But I had just transferred into the (church’s school) dorms, so they put me on
grounds arrest, meaning I couldn’t leave the property or talk to anyone outside
of the church. And they told me if I ever left, my life would be destroyed.”
In a state where 15 percent of high school
girls report having been raped, all of this is not reassuring. Christian Right leaders have no business raising kids in daycare centers or boarding schools in this state.
Christian
Fascism in Hoosierville
And here lies the problem. Jesus, in Indiana and America, is now Milton
Friedman with a beard. Besides working
with dictators to steal from and
kill the poor throughout his long career, Milton Friedman—a dead economist and
1 percent con-man—is savior to Mike Pence.
Pence got his start working for the 1
percent Friedmanites by leading the Indiana Policy Review Foundation, a think
tank whose pseudo researchers spread propaganda in newspapers weekly around the
state. Indiana Policy Review
Foundation’s Cecil Bohanon, in referring to school vouchers, writes this:
Full disclosure: I have a dog in this race. I am on the board of Delaware
Christian Academy (DCA), a private Christian school that uses a traditional
curriculum and accepts state-financed vouchers. I have long advocated
educational vouchers as a means for improving educational quality. I agree with
Dr. Milton Friedman, who would have been 101 years old on July 31 of this year;
I think competition in K-12 education is healthy.
Milton and Jesus have become one. The true message of Jesus has been co-opted
by the 1 percent and the whackos who carry their message. Chris Hedges, the
award-winning journalist and scholar on the death of the liberal class, has warned about the Milton
Friedman Christ and its role in American fascism for some time. In a 2004 article, he writes:
Dr. James Luther
Adams, my ethics professor at Harvard Divinity School, told us that when we
were his age, he was then close to 80, we would all be fighting the
"Christian fascists."
The warning, given
to me 25 years ago, came at the moment Pat Robertson and other radio and
televangelists began speaking about a new political religion that would direct
its efforts at taking control of all institutions, including mainstream
denominations and the government. Its stated goal was to use the United States
to create a global, Christian empire. It was hard, at the time, to take such
fantastic rhetoric seriously, especially given the buffoonish quality of those
who expounded it. But Adams warned us against the blindness caused by
intellectual snobbery. The Nazis, he said, were not going to return with
swastikas and brown shirts. Their ideological inheritors had found a mask for
fascism in the pages of the Bible.
Adams was in Nazi Germany and barely
escaped Hitler.

[Region pointing listing]
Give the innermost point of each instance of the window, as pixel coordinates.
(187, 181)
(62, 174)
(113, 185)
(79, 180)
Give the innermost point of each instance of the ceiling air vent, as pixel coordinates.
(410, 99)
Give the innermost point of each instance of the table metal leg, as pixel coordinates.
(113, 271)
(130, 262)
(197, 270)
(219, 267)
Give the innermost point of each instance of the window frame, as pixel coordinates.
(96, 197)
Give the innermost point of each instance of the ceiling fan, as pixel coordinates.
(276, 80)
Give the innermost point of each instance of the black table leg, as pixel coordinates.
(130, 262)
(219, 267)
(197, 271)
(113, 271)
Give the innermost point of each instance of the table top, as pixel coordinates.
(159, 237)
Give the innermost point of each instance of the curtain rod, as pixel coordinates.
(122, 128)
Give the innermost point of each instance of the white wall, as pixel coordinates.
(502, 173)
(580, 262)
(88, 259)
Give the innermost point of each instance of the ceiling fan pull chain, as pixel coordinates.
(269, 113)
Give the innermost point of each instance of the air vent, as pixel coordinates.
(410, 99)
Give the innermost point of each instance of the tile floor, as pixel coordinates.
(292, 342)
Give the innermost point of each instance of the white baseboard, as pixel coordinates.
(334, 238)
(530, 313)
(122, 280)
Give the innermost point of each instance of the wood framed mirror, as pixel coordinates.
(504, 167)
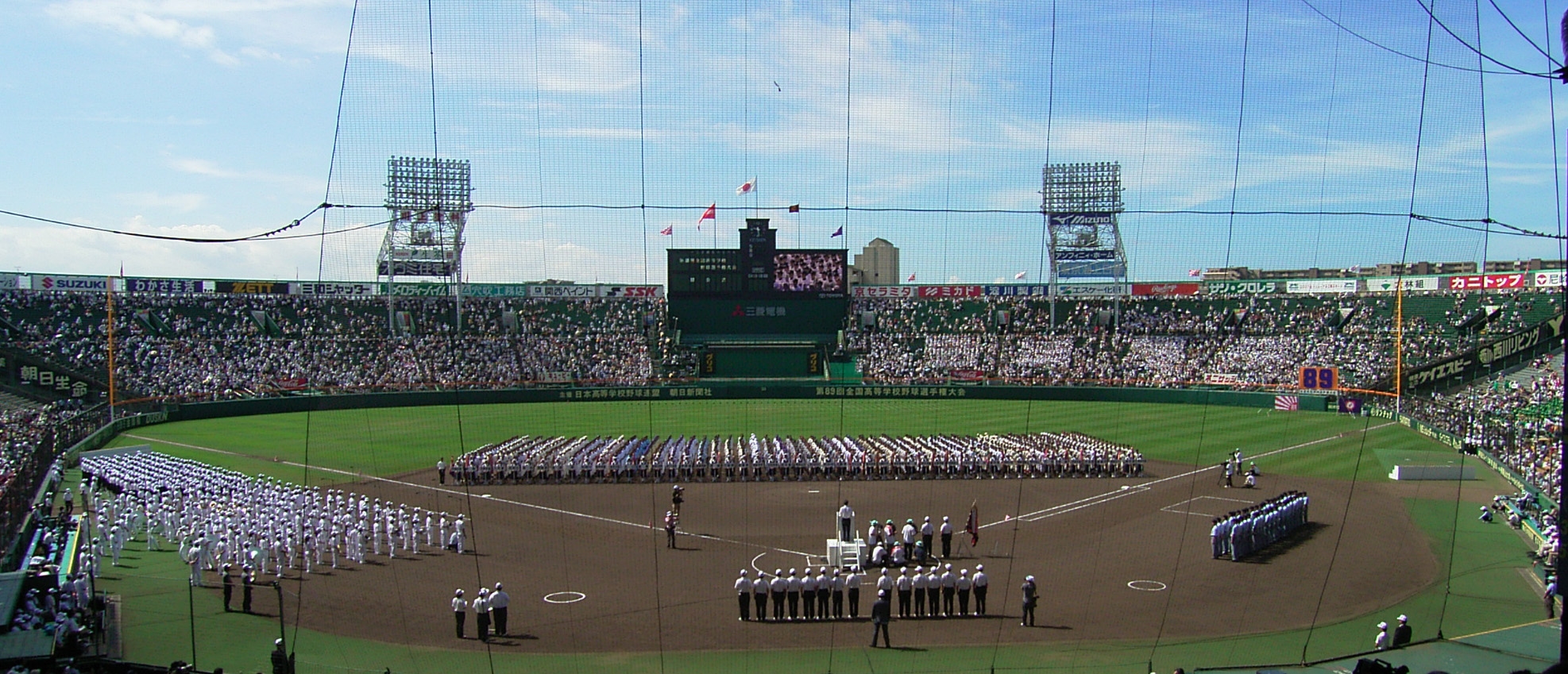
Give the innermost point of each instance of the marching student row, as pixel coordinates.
(1249, 530)
(262, 526)
(769, 458)
(933, 591)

**Task item:** According to the article on the Christian Right in Indiana, what did Mike Pence lead when he got his start? The listing comes from a different source than the article.

**Output below:** The Indiana Policy Review Foundation, a think tank.